* **Texte à lire**
· · ·

La publication de mon dernier article à propos des tensions linguistiques inévitables au Québec a donné lieu à certains commentaires pertinents quant à mon appréciation des funestes événements causés par Richard Henry Bain.
Dans quelques jours, dans les inévitables topos sur la rentrée scolaire, on jasera aussi du premier anniversaire de l'élection du gouvernement de Pauline Marois. Ce jour - un grand jour dans l'histoire du Québec, celui, enfin, de l'accession d'une femme au poste de première ministre - restera à jamais assombri par l'attentat du Métropolis.
J'en viens donc à certains des commentaires qui me reprochaient de caractériser cet acte d'«attentat politique» commis par un «activiste politique». J'ai évité l'emploi du mot «terroriste», bien que j'ai croisé ce mot lors de mes lectures sur les événements du Métropolis.

· · ·

* **Données fournies**
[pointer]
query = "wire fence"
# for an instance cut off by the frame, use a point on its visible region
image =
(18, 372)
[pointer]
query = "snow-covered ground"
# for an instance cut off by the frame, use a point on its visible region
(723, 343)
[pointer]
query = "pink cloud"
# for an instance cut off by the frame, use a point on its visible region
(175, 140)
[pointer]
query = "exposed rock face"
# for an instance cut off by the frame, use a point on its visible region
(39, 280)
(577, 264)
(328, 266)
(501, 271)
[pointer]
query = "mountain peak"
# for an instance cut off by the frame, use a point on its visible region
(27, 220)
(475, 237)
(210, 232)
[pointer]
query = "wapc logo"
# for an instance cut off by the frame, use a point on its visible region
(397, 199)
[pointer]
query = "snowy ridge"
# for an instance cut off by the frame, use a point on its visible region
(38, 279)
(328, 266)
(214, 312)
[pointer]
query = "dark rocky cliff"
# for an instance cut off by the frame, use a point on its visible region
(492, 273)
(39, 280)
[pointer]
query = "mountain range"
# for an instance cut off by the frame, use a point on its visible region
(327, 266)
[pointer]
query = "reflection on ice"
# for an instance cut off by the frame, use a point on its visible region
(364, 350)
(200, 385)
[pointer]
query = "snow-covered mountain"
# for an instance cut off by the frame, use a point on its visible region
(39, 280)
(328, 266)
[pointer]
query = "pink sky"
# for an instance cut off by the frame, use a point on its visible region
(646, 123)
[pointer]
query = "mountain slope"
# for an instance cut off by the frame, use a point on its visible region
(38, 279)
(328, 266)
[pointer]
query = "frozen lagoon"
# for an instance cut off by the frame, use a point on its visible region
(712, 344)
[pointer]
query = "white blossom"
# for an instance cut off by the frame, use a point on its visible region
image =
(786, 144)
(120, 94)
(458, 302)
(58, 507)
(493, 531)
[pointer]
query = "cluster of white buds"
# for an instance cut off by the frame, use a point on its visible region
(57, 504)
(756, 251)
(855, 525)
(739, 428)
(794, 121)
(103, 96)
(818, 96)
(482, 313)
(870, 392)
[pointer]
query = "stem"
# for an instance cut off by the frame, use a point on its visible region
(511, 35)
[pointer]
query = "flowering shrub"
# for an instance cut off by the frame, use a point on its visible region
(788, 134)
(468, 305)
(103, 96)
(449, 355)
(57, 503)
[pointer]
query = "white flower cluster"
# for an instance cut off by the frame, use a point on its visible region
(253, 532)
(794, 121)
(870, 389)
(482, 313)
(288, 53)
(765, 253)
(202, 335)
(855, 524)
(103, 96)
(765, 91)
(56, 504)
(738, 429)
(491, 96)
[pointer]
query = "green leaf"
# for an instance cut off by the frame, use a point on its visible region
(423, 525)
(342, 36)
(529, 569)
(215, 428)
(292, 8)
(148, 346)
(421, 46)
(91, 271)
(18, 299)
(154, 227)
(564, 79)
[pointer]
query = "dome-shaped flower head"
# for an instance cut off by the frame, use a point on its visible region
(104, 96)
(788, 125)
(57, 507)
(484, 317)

· · ·

* **Consignes**
1. D'après le texte à lire, pourquoi le jour de l'élection du gouvernement de Pauline Marois est-il un grand jour dans l'histoire du Québec ? Répondez en une à trois phrases.
2. Dans le texte à lire, modifiez le passage qui va de «Dans quelques jours, dans» à «l'attentat du Métropolis.» en remplaçant «rentrée scolaire» par «fin des vacances».

* **Corrigés**
1. C'est un grand jour parce qu'une femme accède enfin au poste de première ministre.

2.
Dans quelques jours, dans les inévitables topos sur la fin des vacances, on jasera aussi du premier anniversaire de l'élection du gouvernement de Pauline Marois. Ce jour - un grand jour dans l'histoire du Québec, celui, enfin, de l'accession d'une femme au poste de première ministre - restera à jamais assombri par l'attentat du Métropolis.